◆ PROBLEM TO SOLVE ◆
Write out every line of the material exactly as it appears.

>> Start INFORMATION SUPPLIED

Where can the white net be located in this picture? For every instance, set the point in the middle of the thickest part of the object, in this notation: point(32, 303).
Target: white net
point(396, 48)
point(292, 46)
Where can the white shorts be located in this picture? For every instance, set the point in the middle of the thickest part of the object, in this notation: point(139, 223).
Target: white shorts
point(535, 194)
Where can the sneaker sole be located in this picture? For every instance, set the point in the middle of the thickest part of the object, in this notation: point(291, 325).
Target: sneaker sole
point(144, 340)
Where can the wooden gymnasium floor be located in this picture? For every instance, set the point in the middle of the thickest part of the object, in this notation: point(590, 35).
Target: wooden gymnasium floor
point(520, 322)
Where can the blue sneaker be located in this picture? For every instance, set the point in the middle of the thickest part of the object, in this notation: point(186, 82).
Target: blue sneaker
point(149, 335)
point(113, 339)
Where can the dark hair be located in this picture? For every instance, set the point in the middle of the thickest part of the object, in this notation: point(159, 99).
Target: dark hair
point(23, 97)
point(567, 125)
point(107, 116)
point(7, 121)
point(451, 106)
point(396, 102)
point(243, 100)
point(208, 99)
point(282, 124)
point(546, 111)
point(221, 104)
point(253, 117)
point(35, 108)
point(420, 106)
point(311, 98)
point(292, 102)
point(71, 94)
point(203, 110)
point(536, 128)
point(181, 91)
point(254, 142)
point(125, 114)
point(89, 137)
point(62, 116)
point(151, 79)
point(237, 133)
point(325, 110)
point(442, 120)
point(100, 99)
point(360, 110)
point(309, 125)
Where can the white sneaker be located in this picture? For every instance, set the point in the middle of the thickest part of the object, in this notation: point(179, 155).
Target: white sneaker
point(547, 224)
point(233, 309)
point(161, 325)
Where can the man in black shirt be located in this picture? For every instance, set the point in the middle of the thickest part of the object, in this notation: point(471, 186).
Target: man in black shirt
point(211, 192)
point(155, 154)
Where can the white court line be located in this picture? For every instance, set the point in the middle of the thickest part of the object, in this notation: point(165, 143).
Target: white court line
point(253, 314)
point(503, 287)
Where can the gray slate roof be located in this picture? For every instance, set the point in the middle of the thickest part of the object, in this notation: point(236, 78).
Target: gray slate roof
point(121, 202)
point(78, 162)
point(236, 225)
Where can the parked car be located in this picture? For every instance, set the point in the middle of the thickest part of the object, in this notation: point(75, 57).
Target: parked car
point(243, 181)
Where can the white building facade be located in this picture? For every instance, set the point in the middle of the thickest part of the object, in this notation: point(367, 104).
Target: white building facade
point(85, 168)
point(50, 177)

>> End INFORMATION SUPPLIED

◆ IN RESPONSE ◆
Where can the white net be located in this picture? For every instance, set the point in the middle of the thickest part of the object, in this notation: point(32, 303).
Target: white net
point(396, 48)
point(292, 46)
Where can the white shorts be located in this picture? For every instance, set the point in the middle of the thickest part of the object, in this notation: point(139, 223).
Target: white shorts
point(535, 194)
Where can the sneaker sole be located in this picture? For every instance, set the point in the middle of the thickest part of the object, in this notation: point(291, 325).
Target: sneaker sole
point(144, 340)
Where can the wooden gymnasium floor be located in this picture? For every instance, set the point in the middle of the thickest part of the object, in this notation: point(590, 35).
Target: wooden gymnasium floor
point(520, 322)
Where can the blue sneaker be located in this picture? For every instance, set the point in the middle of the thickest part of the object, in this notation: point(186, 82).
Target: blue sneaker
point(149, 335)
point(113, 339)
Where can the dark hair be located in this picture? For every instance, set the point in the middle of the thickest part of the object, in this notation: point(159, 99).
Target: dark hair
point(23, 97)
point(567, 125)
point(107, 116)
point(7, 121)
point(451, 106)
point(396, 102)
point(243, 100)
point(208, 99)
point(282, 124)
point(546, 111)
point(221, 104)
point(253, 117)
point(35, 108)
point(420, 106)
point(311, 98)
point(292, 102)
point(71, 94)
point(203, 110)
point(536, 128)
point(181, 91)
point(254, 142)
point(125, 114)
point(89, 137)
point(62, 116)
point(151, 79)
point(237, 133)
point(325, 110)
point(442, 120)
point(100, 99)
point(360, 110)
point(309, 125)
Where can the white sneaker be located in this picture? For every instance, set the point in the middle of the thickest part of the object, in this notation: point(179, 155).
Target: white sneaker
point(547, 224)
point(233, 309)
point(161, 325)
Where can the man in black shirt be located in this picture? For every instance, set the point in the middle of the thickest part of the object, in this notation: point(471, 186).
Target: man in black shirt
point(211, 192)
point(155, 154)
Where can the white court line be located in this picture? For every instance, set the point in the middle of the thickest part of the object, in this notation: point(165, 143).
Target: white court line
point(253, 314)
point(503, 287)
Where can the gray slate roof be located in this picture? For every instance, set the point in the middle of the thickest part of the object, in this notation: point(236, 78).
Target: gray slate roof
point(121, 202)
point(78, 162)
point(236, 225)
Where can the parked car be located in this picture? For every instance, set the point in the middle of the thickest part of the object, in this notation: point(75, 57).
Target: parked car
point(243, 181)
Where can the white building facade be located in this picture? For every instance, set the point in the middle of the thickest part of the object, in this notation: point(367, 104).
Target: white building facade
point(85, 168)
point(50, 177)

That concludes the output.